__Goal of the exercise__.
All of the data needs to be repeated exactly.

__Provided information__.

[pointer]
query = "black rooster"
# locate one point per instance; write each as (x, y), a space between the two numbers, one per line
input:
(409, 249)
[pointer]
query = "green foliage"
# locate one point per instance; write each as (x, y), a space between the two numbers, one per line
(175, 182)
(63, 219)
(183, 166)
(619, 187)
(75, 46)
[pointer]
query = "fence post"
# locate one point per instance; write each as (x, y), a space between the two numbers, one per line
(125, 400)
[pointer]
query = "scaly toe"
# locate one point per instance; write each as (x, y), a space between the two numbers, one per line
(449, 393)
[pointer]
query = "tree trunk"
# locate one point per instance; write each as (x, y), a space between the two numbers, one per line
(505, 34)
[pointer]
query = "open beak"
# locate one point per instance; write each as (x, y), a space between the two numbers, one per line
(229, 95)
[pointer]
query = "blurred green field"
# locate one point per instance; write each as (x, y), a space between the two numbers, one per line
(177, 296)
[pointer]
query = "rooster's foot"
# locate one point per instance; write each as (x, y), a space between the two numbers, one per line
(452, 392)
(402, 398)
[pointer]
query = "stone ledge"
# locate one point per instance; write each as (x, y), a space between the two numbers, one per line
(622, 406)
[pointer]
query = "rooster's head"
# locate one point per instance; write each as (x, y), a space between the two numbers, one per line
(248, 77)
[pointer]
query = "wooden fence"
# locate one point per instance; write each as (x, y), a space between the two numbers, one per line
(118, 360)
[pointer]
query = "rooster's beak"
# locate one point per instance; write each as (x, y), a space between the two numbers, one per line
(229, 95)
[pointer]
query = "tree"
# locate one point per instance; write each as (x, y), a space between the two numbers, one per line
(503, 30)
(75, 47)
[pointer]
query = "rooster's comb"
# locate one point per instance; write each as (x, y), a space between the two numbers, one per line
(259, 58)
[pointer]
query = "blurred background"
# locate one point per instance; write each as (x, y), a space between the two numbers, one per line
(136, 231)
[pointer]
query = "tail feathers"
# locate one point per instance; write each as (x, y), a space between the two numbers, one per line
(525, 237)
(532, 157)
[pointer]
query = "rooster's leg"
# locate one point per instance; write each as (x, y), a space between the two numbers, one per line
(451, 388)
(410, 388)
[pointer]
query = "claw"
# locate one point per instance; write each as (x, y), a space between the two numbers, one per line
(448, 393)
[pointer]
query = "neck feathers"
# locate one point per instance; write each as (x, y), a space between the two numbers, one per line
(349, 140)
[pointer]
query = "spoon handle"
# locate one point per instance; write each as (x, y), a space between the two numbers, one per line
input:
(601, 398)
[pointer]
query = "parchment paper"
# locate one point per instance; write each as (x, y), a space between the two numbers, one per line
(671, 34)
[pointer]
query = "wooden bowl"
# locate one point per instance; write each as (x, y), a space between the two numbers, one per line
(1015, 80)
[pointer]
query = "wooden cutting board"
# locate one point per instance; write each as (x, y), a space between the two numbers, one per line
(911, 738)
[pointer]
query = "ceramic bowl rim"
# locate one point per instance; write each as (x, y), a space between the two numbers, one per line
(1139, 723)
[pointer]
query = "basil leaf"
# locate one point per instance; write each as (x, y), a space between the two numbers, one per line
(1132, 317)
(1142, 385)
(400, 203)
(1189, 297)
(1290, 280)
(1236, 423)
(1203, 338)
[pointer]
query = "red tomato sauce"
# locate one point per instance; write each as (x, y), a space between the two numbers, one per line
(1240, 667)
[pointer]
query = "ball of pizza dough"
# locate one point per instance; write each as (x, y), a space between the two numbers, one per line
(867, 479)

__Full output__.
[pointer]
query = "black rooster"
# locate one point per instance; write each as (x, y), a space between the two numbers, one per line
input:
(409, 249)
[pointer]
query = "green foliage"
# locate one point per instance; write each as (x, y), a space between the two numbers, one per line
(175, 182)
(63, 219)
(183, 166)
(619, 187)
(75, 46)
[pointer]
query = "fence post"
# locate one point per instance; write each as (x, y), a space between the two numbers, one per line
(125, 400)
[pointer]
query = "scaly toe"
# locate one point per instance; write each as (x, y), a space between the two numbers, one per line
(449, 393)
[pointer]
query = "tree trunk"
# locate one point per instance; write each as (x, y), a space between the two numbers, one per line
(505, 34)
[pointer]
query = "open beak"
# locate one point per instance; write each as (x, y), a space between the two numbers, one per line
(229, 95)
[pointer]
query = "blurred green field"
# locate one point per instance; write each as (x, y), a space between the two numbers, one per line
(177, 296)
[pointer]
query = "rooster's foot"
# locate one point per instance; write each as (x, y), a space between the two numbers, one per line
(452, 392)
(402, 398)
[pointer]
query = "stone ledge"
# locate one point per instance; write each as (x, y), a space between the two numbers, one per line
(622, 406)
[pointer]
query = "rooster's head"
# locate one point per instance; write each as (x, y), a space between the two numbers, one per line
(248, 77)
[pointer]
query = "wooden fence"
# locate one point per instance; write each as (x, y), a space between the two numbers, one per line
(118, 360)
[pointer]
query = "rooster's beak"
# locate one point per instance; write each as (x, y), a space between the two numbers, one per line
(229, 95)
[pointer]
query = "tree"
# locate one point per instance; write each as (x, y), a space between the two numbers, one per line
(503, 30)
(75, 47)
[pointer]
query = "rooster's comb"
# locate one point per instance; write each as (x, y), a space between the two numbers, one per line
(259, 58)
[pointer]
query = "blurred background"
# locate one point per instance; write each as (x, y), a space between the two numbers, one per line
(136, 231)
[pointer]
query = "tail feathers"
# locate one point per instance; write each as (x, y), a space between the two numbers, one per line
(525, 237)
(532, 157)
[pointer]
query = "rooster's leg"
# locate one point per instance; write each as (x, y), a space between the two numbers, one per line
(451, 388)
(410, 388)
[pointer]
query = "claw"
# locate one point per instance; write each as (x, y), a space between the two numbers, one per line
(448, 393)
[pointer]
query = "neck feathers"
# locate one point per instance; write each as (x, y), a space between the two numbers, one per line
(349, 140)
[pointer]
query = "spoon handle"
# locate one point per instance; write each as (x, y), a space between the two numbers, one per line
input:
(601, 398)
[pointer]
query = "parchment paper"
# locate one point per instance; write each as (x, y), a space between the two numbers, one per line
(671, 34)
[pointer]
query = "wooden bowl"
# locate one point per instance; write each as (x, y), a space between the two numbers, one per line
(1015, 80)
[pointer]
query = "wooden cutting board"
# locate one point per instance; write each as (x, y), a space between the two numbers, one per line
(911, 738)
[pointer]
query = "ceramic bowl rim"
# locate one point per instance; write each as (x, y), a space between the two numbers, one per line
(1139, 723)
[pointer]
query = "basil leaf"
# locate one point per instance; write each as (x, y), a space between the two numbers, one per line
(1132, 317)
(1142, 385)
(400, 203)
(1189, 297)
(1290, 280)
(1236, 423)
(1203, 338)
[pointer]
query = "red tomato sauce"
# locate one point per instance; write each as (x, y), a space between the two numbers, one per line
(1240, 667)
[pointer]
query = "ball of pizza dough"
# locate one point per instance; write each as (x, y), a space between the two numbers, one per line
(867, 479)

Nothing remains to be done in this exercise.